ЦИТИРУЕМЫЙ ТЕКСТ:
┌────────

41 Преподаватели для работы с образовательно неуспешными студентами вынуждены безвозмездно использовать собственные ресурсы – профессиональные и временные: «Когда я сказала в учебном отделе, что читаю работу студента 10 раз и работа по-прежнему плохая, они меня не поняли (в том смысле, что ненормальная, если столько раз читаешь и перечитываешь). Покрутили пальцем у виска: нам надо отчет писать, а вы со своими должниками нас задерживаете» (№ 21, доц.). При этом подобные «волонтерские» практики создают «институциональные ловушки» для преподавателей, нередко переводя их в разряд неэффективных с точки зрения как образовательной, так и научной деятельности. Преподаватели, которые не хотят или не могут использовать личные ресурсы для работы с неуспешными, под давлением политики студентосбережения включаются в «производство» образовательных симулякров, имитирующих образовательную успешность [Селиверстова, 2020]. Такой институциональный «коллапс» приобретает застойный характер.

└────────

Продолжите текст о работе преподавателей с неуспешными студентами, начав сразу после его последнего предложения. Пункты далее взяты из другого источника.

ПУНКТЫ:
┌────────

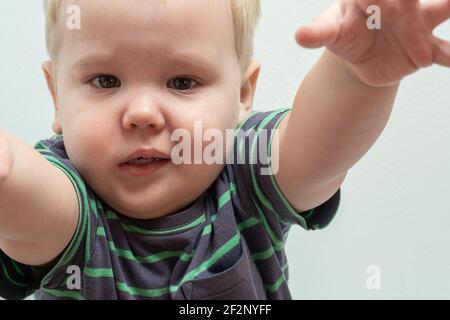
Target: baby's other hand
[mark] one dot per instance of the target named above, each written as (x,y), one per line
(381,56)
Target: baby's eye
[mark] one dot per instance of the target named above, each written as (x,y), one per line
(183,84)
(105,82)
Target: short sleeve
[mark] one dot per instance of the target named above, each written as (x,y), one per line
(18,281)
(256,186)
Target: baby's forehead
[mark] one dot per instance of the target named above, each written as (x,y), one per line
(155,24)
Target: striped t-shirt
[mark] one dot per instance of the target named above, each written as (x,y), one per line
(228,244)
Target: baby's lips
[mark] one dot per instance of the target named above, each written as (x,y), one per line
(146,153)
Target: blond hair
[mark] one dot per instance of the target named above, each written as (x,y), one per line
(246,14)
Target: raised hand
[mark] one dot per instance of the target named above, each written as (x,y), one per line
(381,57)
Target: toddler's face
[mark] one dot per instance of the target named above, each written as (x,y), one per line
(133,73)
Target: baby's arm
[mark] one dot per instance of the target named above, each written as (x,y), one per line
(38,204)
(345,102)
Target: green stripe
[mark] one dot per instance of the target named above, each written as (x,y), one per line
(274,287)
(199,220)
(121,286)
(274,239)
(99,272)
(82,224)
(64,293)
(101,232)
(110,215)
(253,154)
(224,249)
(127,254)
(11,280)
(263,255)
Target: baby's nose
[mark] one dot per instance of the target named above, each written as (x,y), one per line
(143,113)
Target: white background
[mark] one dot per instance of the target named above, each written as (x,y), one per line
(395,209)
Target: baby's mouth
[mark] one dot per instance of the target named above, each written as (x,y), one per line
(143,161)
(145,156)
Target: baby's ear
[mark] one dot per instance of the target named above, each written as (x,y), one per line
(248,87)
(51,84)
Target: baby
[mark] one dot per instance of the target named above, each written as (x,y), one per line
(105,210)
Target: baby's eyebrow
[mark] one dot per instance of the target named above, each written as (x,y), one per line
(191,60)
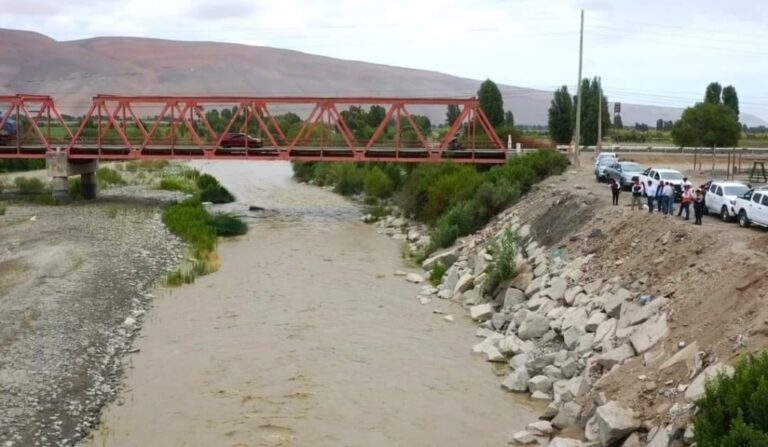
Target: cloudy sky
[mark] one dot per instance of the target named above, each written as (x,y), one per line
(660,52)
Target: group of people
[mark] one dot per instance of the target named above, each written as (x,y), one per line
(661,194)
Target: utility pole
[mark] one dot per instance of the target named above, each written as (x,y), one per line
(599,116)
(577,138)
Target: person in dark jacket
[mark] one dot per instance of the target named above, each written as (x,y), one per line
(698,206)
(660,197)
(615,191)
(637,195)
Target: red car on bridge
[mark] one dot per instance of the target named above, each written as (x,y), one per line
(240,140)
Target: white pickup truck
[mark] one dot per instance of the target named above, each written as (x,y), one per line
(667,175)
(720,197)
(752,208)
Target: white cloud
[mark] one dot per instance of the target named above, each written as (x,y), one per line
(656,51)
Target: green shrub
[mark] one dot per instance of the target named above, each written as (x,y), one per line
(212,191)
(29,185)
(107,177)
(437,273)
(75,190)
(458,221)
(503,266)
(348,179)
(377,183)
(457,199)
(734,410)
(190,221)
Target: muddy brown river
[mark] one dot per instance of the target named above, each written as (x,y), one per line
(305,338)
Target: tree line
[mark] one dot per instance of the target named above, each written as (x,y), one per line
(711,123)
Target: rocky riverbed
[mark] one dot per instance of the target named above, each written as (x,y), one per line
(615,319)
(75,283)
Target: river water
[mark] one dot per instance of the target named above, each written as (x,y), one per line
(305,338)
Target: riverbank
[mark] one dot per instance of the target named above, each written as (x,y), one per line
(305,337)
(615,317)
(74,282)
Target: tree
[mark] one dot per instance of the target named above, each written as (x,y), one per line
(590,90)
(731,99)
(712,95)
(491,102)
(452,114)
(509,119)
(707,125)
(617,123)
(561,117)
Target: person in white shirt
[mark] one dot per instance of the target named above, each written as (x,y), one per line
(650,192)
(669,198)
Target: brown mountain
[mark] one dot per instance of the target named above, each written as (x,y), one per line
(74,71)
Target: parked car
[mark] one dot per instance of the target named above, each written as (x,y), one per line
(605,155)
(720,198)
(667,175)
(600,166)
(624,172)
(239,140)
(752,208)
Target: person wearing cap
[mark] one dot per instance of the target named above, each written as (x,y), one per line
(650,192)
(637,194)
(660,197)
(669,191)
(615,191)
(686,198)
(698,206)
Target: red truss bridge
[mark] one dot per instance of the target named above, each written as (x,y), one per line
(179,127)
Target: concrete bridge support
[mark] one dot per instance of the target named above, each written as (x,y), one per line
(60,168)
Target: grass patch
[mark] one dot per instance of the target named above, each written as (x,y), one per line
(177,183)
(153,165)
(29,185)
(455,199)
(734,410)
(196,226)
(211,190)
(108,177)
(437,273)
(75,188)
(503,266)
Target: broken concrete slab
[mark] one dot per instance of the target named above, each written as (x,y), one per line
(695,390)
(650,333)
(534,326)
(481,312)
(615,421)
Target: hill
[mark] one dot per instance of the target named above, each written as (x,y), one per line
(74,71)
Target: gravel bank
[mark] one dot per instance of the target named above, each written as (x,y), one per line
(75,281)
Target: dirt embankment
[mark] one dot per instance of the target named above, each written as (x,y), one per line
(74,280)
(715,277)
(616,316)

└────────

РЕЗУЛЬТАТ ЗАДАНИЯ:
42 Третье институциональное противоречие, характеризующее разрывы между высшим образованием и рынком труда, отражается в состоянии образовательной неуспешности студентов через ослабление механизмов их профессионального самоопределения и образовательной мотивации [Шмелева, Фрумин, 2020]. Низкий уровень профессионального самоопределения, неудовлетворенность выбранной программой, вузом, профессией, отсутствие позитивных перспектив на послевузовское трудоустройство формируют негативное отношение к образованию и, соответственно, негативную мотивацию к обучению: «Я думаю, что среди причин неуспешности студентов на первом месте стоит отсутствие заинтересованности в профессии, на втором – слабые представления о ней…» (№ 9, доц.).
43 Рассмотренный нами разрыв между институтом высшего образования и рынком труда – проблема, хорошо освещенная в социологической литературе. Однако неразрешенность этого противоречия актуализирует его анализ именно в контексте рассмотрения образовательной неуспешности студентов как социального феномена, встроенного в систему институциональных связей и отношений. Если дисфункции довузовского образования создают предпосылки образовательной неуспешности студентов, то потеря органичной связи высшей школы с рынком труда усугубляет ситуацию во время обучения студентов в вузе и служит предиктором профессионально-трудовой неуспешности на выходе из него.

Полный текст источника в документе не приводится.